:: TASK PROMPT ::
Put the lines below into a two-column CSV headed input and output. Give one row for each line that calls for an answer, with that line's text and its answer, each in a single quoted field and with line breaks turned into spaces.

:: DATASET CONTENT ::
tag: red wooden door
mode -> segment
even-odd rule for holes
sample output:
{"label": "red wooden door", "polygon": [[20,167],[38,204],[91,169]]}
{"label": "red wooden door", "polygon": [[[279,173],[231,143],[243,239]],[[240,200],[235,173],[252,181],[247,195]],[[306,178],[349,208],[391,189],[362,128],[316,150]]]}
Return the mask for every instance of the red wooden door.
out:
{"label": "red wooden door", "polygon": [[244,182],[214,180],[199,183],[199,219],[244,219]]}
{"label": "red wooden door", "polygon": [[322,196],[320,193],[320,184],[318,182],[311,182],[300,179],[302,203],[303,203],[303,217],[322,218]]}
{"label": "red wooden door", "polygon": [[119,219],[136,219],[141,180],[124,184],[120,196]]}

:: ANSWER TO THIS EXERCISE ::
input,output
"tag: red wooden door mode -> segment even-odd rule for holes sample output: {""label"": ""red wooden door"", ""polygon"": [[20,167],[38,204],[91,169]]} {""label"": ""red wooden door"", ""polygon"": [[[279,173],[231,143],[243,239]],[[240,200],[235,173],[252,181],[247,195]],[[306,178],[349,208],[391,189],[362,128],[316,150]]]} Return the mask for every instance of the red wooden door. out:","{""label"": ""red wooden door"", ""polygon"": [[244,182],[214,180],[199,183],[199,219],[244,219]]} {""label"": ""red wooden door"", ""polygon"": [[322,196],[320,193],[320,184],[318,182],[311,182],[300,179],[302,203],[303,203],[303,217],[322,218]]} {""label"": ""red wooden door"", ""polygon"": [[119,219],[136,219],[141,180],[124,184],[120,196]]}"